■ Task ■
Rewrite the records from the line containing "of the headlight" through the line containing "x=521, y=187", inclusive, swapping every "marker" for "pin" and leaving all else unchanged.

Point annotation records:
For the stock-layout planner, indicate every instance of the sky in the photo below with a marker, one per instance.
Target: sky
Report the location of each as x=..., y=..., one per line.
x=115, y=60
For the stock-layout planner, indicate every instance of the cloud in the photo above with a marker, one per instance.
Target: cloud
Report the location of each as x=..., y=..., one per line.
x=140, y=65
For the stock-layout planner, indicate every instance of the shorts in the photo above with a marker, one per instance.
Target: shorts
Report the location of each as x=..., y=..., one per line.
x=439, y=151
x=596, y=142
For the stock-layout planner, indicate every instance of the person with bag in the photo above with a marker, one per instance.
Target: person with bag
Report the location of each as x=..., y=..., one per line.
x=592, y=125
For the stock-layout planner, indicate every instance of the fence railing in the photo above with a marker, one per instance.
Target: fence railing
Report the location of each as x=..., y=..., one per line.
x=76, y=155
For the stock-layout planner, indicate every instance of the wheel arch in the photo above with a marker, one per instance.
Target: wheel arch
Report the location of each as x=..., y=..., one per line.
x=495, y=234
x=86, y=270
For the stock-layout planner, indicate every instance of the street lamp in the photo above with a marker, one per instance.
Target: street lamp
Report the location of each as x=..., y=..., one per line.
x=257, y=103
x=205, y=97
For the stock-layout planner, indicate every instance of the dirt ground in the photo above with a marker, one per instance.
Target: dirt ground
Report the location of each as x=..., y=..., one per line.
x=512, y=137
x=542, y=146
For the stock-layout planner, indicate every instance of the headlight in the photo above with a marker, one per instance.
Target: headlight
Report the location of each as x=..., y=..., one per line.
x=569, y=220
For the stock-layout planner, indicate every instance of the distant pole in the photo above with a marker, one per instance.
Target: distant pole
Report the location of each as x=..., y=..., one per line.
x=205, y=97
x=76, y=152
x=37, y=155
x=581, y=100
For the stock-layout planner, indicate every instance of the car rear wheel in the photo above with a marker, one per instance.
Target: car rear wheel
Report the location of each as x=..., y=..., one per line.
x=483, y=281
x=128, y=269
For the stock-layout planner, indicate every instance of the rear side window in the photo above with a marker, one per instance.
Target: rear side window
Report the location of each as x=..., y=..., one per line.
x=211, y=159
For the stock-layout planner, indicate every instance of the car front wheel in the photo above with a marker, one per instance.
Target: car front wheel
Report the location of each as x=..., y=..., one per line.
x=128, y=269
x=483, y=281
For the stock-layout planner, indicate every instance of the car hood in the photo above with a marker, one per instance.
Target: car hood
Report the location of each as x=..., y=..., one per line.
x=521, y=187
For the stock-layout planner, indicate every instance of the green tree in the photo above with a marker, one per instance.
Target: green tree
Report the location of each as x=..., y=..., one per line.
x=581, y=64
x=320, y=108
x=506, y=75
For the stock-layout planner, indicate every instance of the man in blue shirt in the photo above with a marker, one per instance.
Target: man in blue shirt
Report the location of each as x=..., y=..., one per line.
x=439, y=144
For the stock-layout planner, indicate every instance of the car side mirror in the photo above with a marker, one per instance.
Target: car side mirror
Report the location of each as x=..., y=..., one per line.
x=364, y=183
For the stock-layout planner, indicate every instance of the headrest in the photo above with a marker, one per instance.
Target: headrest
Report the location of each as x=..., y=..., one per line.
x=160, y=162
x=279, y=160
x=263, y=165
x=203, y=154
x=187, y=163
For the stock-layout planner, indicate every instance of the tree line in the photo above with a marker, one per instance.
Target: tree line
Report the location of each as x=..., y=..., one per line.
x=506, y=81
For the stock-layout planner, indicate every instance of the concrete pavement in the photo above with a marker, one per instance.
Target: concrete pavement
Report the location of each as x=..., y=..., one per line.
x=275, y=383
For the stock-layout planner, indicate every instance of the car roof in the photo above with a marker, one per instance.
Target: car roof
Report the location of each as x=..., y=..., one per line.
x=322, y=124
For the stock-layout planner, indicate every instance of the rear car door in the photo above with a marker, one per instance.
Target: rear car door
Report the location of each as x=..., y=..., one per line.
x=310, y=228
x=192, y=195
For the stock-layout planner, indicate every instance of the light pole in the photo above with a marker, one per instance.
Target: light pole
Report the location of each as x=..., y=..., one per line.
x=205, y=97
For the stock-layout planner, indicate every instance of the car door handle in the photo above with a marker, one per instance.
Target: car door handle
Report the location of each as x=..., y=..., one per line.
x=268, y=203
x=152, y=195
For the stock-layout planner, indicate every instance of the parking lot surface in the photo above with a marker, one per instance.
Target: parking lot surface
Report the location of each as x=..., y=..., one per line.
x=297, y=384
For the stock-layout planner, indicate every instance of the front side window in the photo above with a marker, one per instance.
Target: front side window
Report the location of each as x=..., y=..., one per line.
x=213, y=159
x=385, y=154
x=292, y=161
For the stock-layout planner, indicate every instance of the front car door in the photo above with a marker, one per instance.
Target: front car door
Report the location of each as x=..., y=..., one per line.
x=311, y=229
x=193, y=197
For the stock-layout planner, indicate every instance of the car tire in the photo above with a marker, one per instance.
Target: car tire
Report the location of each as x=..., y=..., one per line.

--

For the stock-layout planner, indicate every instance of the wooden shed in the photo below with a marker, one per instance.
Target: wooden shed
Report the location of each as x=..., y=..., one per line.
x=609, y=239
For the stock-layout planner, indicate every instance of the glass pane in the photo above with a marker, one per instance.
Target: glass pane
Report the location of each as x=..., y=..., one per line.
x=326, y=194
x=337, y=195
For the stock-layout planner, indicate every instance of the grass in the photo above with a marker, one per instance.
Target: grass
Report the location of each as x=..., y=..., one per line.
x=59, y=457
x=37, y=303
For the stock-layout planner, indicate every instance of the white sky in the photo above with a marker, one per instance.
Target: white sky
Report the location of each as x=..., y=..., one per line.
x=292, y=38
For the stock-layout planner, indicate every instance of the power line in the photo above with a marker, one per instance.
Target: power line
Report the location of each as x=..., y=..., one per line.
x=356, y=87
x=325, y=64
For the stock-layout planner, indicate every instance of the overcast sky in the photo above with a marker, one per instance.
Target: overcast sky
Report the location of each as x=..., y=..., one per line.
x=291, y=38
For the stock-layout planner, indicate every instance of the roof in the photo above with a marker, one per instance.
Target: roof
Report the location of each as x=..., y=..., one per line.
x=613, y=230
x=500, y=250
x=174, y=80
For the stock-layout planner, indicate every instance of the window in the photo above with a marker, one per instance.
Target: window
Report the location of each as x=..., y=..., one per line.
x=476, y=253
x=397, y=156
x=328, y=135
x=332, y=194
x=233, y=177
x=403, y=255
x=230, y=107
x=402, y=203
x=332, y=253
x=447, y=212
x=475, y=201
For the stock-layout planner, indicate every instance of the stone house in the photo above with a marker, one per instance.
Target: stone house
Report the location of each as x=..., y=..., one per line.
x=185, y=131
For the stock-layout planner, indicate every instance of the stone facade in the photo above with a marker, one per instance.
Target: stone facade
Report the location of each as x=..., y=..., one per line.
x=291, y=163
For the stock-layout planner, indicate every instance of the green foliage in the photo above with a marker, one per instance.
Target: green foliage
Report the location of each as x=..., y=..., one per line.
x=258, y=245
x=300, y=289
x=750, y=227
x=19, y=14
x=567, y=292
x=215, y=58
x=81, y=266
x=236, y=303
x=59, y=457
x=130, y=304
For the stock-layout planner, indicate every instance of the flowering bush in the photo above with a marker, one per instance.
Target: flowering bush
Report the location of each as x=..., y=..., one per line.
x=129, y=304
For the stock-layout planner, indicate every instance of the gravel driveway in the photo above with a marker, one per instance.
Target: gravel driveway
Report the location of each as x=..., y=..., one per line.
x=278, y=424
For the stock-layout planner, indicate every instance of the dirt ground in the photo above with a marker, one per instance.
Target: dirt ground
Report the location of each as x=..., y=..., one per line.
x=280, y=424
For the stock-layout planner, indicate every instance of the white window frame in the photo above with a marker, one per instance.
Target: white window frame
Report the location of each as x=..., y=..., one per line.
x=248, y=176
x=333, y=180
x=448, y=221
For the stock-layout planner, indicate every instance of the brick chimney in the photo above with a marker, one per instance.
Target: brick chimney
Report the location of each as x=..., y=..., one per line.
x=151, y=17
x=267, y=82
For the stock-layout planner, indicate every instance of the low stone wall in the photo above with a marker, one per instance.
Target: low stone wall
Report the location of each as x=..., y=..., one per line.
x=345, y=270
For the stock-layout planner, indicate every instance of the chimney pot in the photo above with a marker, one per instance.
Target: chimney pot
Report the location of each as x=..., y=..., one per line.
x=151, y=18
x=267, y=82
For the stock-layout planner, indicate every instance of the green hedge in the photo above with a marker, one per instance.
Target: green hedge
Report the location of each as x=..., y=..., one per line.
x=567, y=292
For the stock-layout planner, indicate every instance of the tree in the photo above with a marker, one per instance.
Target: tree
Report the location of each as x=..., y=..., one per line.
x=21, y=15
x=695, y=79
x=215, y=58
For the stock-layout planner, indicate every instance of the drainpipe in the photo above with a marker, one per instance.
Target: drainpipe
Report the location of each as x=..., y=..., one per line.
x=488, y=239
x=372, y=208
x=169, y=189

■ Output below ■
For the stock-layout planner, indicate every instance of the headlight in the photo above with a pin, one per instance.
Target: headlight
Report the location of each as x=..., y=..., one per line.
x=569, y=220
For the stock-layout planner, indicate every instance of the distant pole in the photo above with a pin, one per instance.
Target: distant pole
Report the location of each as x=..., y=..., one per line.
x=205, y=97
x=76, y=152
x=37, y=155
x=581, y=100
For the stock-layout planner, indicate every instance of the car rear wheel in the photo above with a pin, one per instance.
Target: car rear wheel
Report the location of each as x=..., y=..., one per line.
x=483, y=281
x=128, y=269
For the stock-layout planner, indicate every instance of the rear side window in the photo above with a pin, one per instance.
Target: rear side window
Report the location of each as x=..., y=..., one per line.
x=211, y=159
For the stock-layout planner, indicate every instance of the car front wheel in the photo above with a pin, one per instance.
Target: car front wheel
Report the location of each as x=..., y=..., one per line.
x=128, y=269
x=483, y=281
For the stock-layout planner, indicate every instance of the car hood in the photo above with a pin, one per instance.
Target: car hood
Report the location of each as x=..., y=..., one per line.
x=521, y=187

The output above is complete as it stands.